(ASSIGNMENT 1) From the blog entry about a doctor's visit below, reproduce the passage that begins with the words containing "In the waiting" and ends with "my great-grandmother's generation.".
(ASSIGNMENT 2) Extend the blog entry about a doctor's visit below with the next part, picking up after its final sentence.

(TEXT SEGMENT)
Wednesday, February 08, 2006

the doctor's

Yesterday I went to the doctor's for a check-up. It was my first time with the family doctor that Jonah sees. Though the building is quite generic and the architecture impersonal, the waiting room looks far into the distance across the city. And on a sunny day during a dark rainy winter just seeing the blue sky brings relief that there is a world beyond the grey bubble one has been inhabiting.

In the waiting room I skimmed The New Yorker, a magazine that usually leaves me cold, but that once in a while offers an entertaining and insightful bit of prose. The poetry usually seems too forced and more of an intellectual game rather than a small meditation or still life - the type of poetry I enjoy. Yesterday for the first time, I found a gentle and evocative poem in The New Yorker. It reminded me of my sister's song lyrics. It was about the memories of a woman who used to live on an island. The magazine also had a non-fiction piece about a couple taking a trip to an old New England cemetery and visiting the graves of their relatives who lived in the 1700's. It made me think of similar trips I've made, though I've never seen the graves of those beyond my great-grandmother's generation.

(MATERIAL SHOWN)
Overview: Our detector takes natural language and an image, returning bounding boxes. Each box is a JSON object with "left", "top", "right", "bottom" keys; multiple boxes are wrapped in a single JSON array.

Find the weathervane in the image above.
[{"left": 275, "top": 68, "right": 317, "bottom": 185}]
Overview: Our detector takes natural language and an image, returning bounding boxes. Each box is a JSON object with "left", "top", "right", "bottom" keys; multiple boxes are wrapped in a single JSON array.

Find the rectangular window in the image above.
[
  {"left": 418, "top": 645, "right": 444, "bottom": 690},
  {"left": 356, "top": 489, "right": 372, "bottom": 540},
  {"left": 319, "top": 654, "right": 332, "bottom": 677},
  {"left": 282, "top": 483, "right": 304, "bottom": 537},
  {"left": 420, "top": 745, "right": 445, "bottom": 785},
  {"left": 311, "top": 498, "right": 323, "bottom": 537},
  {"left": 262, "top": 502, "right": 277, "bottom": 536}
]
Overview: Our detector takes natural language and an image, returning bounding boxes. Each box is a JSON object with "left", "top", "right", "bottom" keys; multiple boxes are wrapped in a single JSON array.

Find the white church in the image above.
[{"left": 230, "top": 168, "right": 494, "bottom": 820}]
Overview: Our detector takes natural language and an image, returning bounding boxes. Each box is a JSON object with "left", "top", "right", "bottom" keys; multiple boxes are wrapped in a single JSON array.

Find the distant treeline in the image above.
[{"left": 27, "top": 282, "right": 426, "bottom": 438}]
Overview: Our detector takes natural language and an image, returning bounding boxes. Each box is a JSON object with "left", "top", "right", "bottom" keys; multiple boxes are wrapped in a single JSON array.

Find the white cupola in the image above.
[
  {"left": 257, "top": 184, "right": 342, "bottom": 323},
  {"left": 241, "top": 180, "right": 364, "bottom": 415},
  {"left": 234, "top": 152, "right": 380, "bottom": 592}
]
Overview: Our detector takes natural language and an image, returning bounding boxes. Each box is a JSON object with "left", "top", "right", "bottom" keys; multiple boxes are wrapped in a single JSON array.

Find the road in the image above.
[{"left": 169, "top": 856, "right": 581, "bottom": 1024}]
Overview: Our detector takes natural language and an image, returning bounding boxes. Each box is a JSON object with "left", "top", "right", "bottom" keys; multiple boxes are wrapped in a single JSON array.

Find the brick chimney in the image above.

(TASK OUTPUT 1)
In the waiting room I skimmed The New Yorker, a magazine that usually leaves me cold, but that once in a while offers an entertaining and insightful bit of prose. The poetry usually seems too forced and more of an intellectual game rather than a small meditation or still life - the type of poetry I enjoy. Yesterday for the first time, I found a gentle and evocative poem in The New Yorker. It reminded me of my sister's song lyrics. It was about the memories of a woman who used to live on an island. The magazine also had a non-fiction piece about a couple taking a trip to an old New England cemetery and visiting the graves of their relatives who lived in the 1700's. It made me think of similar trips I've made, though I've never seen the graves of those beyond my great-grandmother's generation.

(TASK OUTPUT 2)
The other day Tim stated the obvious - that Jonah is the first generation in my family born in the U.S. He's right, I thought, as his words sank in this time, suddenly realizing the significance of this in the scheme of my family history beyond the tiny bubble in which I normally live. The feeling that accompanied that realization was an intriguing coupling of excitement and gravity. I am grateful that my family immigrated to this country. One of the biggest gifts life here has given me is open-mindedness and a broader view of the world and the people in it. But what many immigrants feel here, and I am among them, is a sense of impermanence, isolation, and a vastness without depth. I don't know if this makes sense to those born and raised here. There is also the unshakable sensation of being uprooted when one leaves the only culture he knows to live in another. But though I still feel all this, I also know that this place is my home now and that it's Jonah's home as well. As an immigrant, however, I will always probably feel split - a big part of me here and another part of me elsewhere. This can be confusing, but useful as well. It enables me to be more empathetic towards those who navigate between cultures, languages, races, etc. And that's why I gravitate to the work that I do.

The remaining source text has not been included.